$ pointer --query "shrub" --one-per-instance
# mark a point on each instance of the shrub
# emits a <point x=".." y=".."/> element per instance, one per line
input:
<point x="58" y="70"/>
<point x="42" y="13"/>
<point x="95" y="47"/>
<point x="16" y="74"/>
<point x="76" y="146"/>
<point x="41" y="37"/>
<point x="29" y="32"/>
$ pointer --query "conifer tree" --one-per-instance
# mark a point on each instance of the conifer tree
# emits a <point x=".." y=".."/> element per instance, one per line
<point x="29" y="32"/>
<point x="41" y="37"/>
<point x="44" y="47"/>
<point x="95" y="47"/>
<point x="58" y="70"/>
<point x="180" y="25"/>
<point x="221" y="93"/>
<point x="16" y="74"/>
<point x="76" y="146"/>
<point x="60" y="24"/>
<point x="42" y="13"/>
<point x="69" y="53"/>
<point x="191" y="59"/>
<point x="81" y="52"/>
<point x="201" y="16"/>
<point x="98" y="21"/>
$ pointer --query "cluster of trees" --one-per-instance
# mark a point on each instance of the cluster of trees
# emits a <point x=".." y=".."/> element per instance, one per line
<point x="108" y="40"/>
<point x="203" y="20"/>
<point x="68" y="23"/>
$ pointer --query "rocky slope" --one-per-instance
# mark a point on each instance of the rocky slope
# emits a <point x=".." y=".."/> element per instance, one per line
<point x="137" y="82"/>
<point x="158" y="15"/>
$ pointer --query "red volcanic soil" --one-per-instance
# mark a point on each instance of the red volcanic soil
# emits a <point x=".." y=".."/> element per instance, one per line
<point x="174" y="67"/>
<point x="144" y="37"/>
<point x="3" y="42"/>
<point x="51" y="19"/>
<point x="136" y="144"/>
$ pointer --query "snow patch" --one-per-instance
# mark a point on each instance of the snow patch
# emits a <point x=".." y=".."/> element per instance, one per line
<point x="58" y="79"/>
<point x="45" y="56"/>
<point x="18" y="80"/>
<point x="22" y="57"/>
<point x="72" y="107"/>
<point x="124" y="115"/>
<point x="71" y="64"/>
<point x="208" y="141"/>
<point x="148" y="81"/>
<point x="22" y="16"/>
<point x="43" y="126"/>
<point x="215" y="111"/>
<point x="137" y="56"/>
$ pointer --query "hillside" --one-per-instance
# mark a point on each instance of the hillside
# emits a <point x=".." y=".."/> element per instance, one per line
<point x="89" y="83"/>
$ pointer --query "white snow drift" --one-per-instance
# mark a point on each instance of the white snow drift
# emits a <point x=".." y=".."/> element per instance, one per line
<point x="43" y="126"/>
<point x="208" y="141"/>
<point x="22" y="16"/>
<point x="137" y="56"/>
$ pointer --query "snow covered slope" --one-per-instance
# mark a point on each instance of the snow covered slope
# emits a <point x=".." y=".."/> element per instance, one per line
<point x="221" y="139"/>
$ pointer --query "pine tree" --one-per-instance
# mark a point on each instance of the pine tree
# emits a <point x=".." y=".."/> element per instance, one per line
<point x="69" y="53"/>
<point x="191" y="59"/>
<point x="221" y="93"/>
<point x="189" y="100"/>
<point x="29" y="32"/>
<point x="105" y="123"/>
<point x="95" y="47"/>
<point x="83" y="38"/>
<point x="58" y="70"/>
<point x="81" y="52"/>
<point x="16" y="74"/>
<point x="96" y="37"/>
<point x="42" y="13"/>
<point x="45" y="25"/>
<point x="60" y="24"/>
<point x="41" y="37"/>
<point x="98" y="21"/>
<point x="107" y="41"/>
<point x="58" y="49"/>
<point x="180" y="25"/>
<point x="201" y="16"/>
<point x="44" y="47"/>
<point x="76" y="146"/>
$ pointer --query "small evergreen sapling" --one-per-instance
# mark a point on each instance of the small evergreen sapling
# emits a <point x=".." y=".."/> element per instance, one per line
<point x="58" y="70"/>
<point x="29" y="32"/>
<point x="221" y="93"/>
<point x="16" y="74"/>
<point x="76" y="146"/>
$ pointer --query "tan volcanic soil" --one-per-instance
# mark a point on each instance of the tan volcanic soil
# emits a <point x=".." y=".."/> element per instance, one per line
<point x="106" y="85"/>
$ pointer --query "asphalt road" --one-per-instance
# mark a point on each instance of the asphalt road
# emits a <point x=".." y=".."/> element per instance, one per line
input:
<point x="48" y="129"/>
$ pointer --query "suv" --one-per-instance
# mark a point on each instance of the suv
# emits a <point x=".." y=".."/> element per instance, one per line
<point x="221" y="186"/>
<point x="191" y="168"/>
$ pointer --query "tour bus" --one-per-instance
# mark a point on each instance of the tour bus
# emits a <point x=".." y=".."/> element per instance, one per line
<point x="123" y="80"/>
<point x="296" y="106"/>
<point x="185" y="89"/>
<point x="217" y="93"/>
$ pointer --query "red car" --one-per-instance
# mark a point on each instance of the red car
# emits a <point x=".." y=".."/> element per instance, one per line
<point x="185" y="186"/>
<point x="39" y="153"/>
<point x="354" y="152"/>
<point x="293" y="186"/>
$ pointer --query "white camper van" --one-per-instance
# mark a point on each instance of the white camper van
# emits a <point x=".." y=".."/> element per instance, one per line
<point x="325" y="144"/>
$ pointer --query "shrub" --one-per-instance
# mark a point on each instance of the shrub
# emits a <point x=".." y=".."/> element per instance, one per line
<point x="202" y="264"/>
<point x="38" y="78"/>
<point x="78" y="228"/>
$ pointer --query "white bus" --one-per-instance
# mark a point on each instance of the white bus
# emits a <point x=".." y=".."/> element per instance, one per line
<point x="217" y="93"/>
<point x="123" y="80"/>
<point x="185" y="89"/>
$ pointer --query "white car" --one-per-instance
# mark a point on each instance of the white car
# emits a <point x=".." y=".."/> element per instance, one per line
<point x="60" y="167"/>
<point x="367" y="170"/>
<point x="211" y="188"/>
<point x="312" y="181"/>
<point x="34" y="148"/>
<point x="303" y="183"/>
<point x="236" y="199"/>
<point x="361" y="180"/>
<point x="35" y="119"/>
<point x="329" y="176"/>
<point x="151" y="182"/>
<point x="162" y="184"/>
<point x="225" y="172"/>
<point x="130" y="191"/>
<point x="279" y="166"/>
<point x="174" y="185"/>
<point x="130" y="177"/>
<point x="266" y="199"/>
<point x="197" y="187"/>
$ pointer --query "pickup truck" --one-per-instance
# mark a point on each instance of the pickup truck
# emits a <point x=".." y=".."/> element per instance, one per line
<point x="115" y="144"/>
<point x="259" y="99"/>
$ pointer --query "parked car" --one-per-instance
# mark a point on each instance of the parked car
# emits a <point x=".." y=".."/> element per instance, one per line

#### Activity:
Please quote every record above exactly as it appears.

#### Your solution:
$ pointer --query "shrub" --one-per-instance
# mark a point on each instance of the shrub
# emits a <point x=".." y=".."/> element per instance, one per line
input:
<point x="58" y="70"/>
<point x="42" y="13"/>
<point x="95" y="47"/>
<point x="16" y="74"/>
<point x="76" y="146"/>
<point x="41" y="37"/>
<point x="29" y="32"/>
$ pointer --query "conifer tree" --one-per-instance
# mark a point on each instance of the conifer tree
# emits a <point x=".." y=".."/> element per instance, one per line
<point x="29" y="32"/>
<point x="41" y="37"/>
<point x="44" y="47"/>
<point x="95" y="47"/>
<point x="58" y="70"/>
<point x="180" y="25"/>
<point x="221" y="93"/>
<point x="16" y="74"/>
<point x="76" y="146"/>
<point x="60" y="24"/>
<point x="42" y="13"/>
<point x="69" y="53"/>
<point x="191" y="59"/>
<point x="81" y="52"/>
<point x="201" y="16"/>
<point x="98" y="21"/>
$ pointer --query "cluster of trees" --one-per-instance
# mark a point on each instance of the cluster of trees
# emits a <point x=".." y=".."/> element per instance, one per line
<point x="108" y="40"/>
<point x="203" y="20"/>
<point x="68" y="23"/>
$ pointer --query "rocky slope" --one-per-instance
# mark a point on each instance of the rocky slope
# emits a <point x=".." y=".."/> element per instance, one per line
<point x="137" y="82"/>
<point x="158" y="15"/>
$ pointer --query "red volcanic soil" --one-per-instance
# mark a point on each instance of the red volcanic soil
# emits a <point x=".." y=".."/> element per instance, one per line
<point x="174" y="67"/>
<point x="144" y="37"/>
<point x="3" y="42"/>
<point x="51" y="19"/>
<point x="136" y="144"/>
$ pointer --query "snow patch" --one-per-instance
# mark a point on each instance of the snow patch
# emits a <point x=".." y=".."/> element per instance, one per line
<point x="58" y="79"/>
<point x="45" y="56"/>
<point x="18" y="80"/>
<point x="22" y="57"/>
<point x="72" y="107"/>
<point x="124" y="115"/>
<point x="71" y="64"/>
<point x="208" y="141"/>
<point x="148" y="81"/>
<point x="22" y="16"/>
<point x="43" y="126"/>
<point x="215" y="111"/>
<point x="137" y="56"/>
$ pointer --query "hillside" --one-per-instance
# mark a point on each instance of the hillside
# emits a <point x=".." y=".."/> element per instance, one per line
<point x="89" y="83"/>
$ pointer --query "white snow drift" --one-per-instance
# mark a point on each instance of the white snow drift
# emits a <point x=".." y=".."/> element per instance, one per line
<point x="43" y="126"/>
<point x="208" y="141"/>
<point x="22" y="16"/>
<point x="137" y="56"/>
$ pointer --query "snow covered slope" --one-per-instance
# mark a point on each instance of the snow covered slope
# emits a <point x=".." y=".."/> element per instance, one per line
<point x="221" y="139"/>
$ pointer --query "pine tree" --one-per-instance
# mark a point on each instance of the pine tree
# emits a <point x=".." y=".."/> element per instance, one per line
<point x="69" y="53"/>
<point x="191" y="59"/>
<point x="221" y="93"/>
<point x="189" y="100"/>
<point x="29" y="32"/>
<point x="105" y="123"/>
<point x="95" y="47"/>
<point x="83" y="38"/>
<point x="58" y="70"/>
<point x="81" y="52"/>
<point x="16" y="74"/>
<point x="96" y="37"/>
<point x="42" y="13"/>
<point x="45" y="25"/>
<point x="60" y="24"/>
<point x="41" y="37"/>
<point x="98" y="21"/>
<point x="107" y="41"/>
<point x="58" y="49"/>
<point x="180" y="25"/>
<point x="201" y="16"/>
<point x="44" y="47"/>
<point x="76" y="146"/>
$ pointer --query "small evergreen sapling" --one-per-instance
# mark a point on each instance of the small evergreen sapling
# emits a <point x=".." y=".."/> element per instance, one per line
<point x="58" y="70"/>
<point x="29" y="32"/>
<point x="221" y="93"/>
<point x="16" y="74"/>
<point x="76" y="146"/>
$ pointer --query "tan volcanic soil" --one-per-instance
# mark a point on each instance of the tan volcanic soil
# emits a <point x=".." y=".."/> element per instance, one per line
<point x="106" y="85"/>
$ pointer --query "asphalt road" --one-per-instance
# mark a point on each instance of the asphalt road
# emits a <point x=".." y=".."/> element per instance, one per line
input:
<point x="48" y="129"/>
$ pointer --query "suv" --one-per-instance
# mark a point on each instance of the suv
# emits a <point x=".." y=".."/> element per instance, one per line
<point x="221" y="186"/>
<point x="191" y="168"/>
$ pointer --query "tour bus" --one-per-instance
# mark a point on each instance of the tour bus
# emits a <point x=".." y=".."/> element per instance, one per line
<point x="123" y="80"/>
<point x="296" y="106"/>
<point x="185" y="89"/>
<point x="217" y="93"/>
$ pointer --query "red car" --one-per-instance
# mark a point on each instance of the red car
# emits a <point x=".." y=".."/> element per instance, one per line
<point x="185" y="186"/>
<point x="39" y="153"/>
<point x="354" y="152"/>
<point x="293" y="186"/>
$ pointer --query "white camper van" --one-per-instance
# mark a point on each instance of the white camper van
# emits a <point x=".." y=".."/> element per instance, one per line
<point x="325" y="144"/>
$ pointer --query "shrub" --one-per-instance
# mark a point on each instance of the shrub
# emits a <point x=".." y=".."/> element per instance, one per line
<point x="202" y="264"/>
<point x="38" y="78"/>
<point x="78" y="228"/>
$ pointer --query "white bus" --one-per-instance
# mark a point on each instance of the white bus
# emits a <point x=".." y=".."/> element per instance, one per line
<point x="217" y="93"/>
<point x="123" y="80"/>
<point x="185" y="89"/>
$ pointer --query "white car" --one-per-instance
# mark a point on each instance of the white car
# emits a <point x=".." y=".."/> element per instance, one per line
<point x="60" y="167"/>
<point x="367" y="170"/>
<point x="211" y="188"/>
<point x="312" y="181"/>
<point x="34" y="148"/>
<point x="303" y="183"/>
<point x="236" y="199"/>
<point x="361" y="180"/>
<point x="35" y="119"/>
<point x="329" y="176"/>
<point x="151" y="182"/>
<point x="162" y="184"/>
<point x="225" y="172"/>
<point x="130" y="191"/>
<point x="279" y="166"/>
<point x="174" y="185"/>
<point x="130" y="177"/>
<point x="266" y="199"/>
<point x="197" y="187"/>
$ pointer --query "pickup truck" --one-per-instance
# mark a point on each instance of the pickup truck
# emits a <point x=".." y=".."/> element per instance, one per line
<point x="115" y="144"/>
<point x="259" y="99"/>
$ pointer --query "parked car" --one-per-instance
# mark a point on each instance of the parked car
# emits a <point x=".." y=".."/> element per instance, one per line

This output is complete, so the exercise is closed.